:: Problem statement ::
Show every line of the entries below that contains the word "positive", and treat uppercase and lowercase letters as distinct.

(Beginning of Material provided)

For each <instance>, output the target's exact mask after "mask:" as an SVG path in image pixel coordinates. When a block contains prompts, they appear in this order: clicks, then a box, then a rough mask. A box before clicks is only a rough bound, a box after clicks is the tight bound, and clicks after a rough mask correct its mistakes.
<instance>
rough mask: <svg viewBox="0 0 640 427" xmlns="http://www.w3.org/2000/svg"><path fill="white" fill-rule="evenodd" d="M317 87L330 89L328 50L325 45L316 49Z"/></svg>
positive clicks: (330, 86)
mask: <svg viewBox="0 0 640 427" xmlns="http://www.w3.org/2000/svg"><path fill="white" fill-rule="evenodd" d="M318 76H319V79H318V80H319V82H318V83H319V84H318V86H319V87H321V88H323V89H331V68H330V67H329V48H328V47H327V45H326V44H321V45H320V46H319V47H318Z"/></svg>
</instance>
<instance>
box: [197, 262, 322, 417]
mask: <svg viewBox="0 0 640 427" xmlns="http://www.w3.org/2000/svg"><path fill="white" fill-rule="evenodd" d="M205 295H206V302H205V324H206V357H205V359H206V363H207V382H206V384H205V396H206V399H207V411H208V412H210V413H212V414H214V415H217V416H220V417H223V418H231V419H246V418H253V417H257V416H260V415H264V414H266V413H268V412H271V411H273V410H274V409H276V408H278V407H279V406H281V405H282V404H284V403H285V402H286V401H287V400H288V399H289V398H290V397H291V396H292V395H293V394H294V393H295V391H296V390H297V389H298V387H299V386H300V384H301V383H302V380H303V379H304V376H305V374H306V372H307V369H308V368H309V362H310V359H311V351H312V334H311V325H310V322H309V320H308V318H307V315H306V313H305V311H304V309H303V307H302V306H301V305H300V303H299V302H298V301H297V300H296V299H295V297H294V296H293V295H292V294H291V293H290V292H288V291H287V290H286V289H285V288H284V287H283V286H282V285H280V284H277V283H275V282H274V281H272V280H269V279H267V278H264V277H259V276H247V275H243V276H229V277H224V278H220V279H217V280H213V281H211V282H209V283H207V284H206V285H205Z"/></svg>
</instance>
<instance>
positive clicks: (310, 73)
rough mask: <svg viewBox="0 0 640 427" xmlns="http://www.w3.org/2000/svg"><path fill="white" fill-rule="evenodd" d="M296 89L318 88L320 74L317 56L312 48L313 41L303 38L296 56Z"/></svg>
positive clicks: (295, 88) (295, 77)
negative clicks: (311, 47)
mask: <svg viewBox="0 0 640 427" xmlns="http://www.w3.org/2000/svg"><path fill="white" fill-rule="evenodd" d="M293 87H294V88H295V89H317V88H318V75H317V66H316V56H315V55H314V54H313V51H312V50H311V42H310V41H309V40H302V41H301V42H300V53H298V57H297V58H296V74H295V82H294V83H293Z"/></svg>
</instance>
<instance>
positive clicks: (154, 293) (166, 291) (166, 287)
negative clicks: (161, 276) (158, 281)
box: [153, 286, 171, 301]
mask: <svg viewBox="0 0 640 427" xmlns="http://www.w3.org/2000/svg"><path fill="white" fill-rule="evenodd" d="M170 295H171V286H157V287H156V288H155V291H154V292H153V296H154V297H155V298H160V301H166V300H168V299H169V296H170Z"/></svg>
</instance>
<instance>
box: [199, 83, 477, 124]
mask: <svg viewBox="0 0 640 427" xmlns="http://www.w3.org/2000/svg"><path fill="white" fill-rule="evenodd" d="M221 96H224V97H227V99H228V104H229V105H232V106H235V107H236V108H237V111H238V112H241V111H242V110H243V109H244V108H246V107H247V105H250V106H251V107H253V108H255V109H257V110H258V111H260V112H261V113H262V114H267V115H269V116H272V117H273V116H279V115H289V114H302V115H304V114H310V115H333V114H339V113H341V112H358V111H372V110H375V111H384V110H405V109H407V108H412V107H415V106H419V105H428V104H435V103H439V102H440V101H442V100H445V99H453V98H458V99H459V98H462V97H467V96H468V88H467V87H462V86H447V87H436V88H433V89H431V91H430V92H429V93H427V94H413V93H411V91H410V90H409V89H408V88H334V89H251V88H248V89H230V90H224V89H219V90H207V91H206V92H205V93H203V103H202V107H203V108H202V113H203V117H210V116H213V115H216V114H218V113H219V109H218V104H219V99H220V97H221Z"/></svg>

(End of Material provided)

:: Answer for the task ::
positive clicks: (330, 86)
positive clicks: (310, 73)
positive clicks: (295, 88) (295, 77)
positive clicks: (154, 293) (166, 291) (166, 287)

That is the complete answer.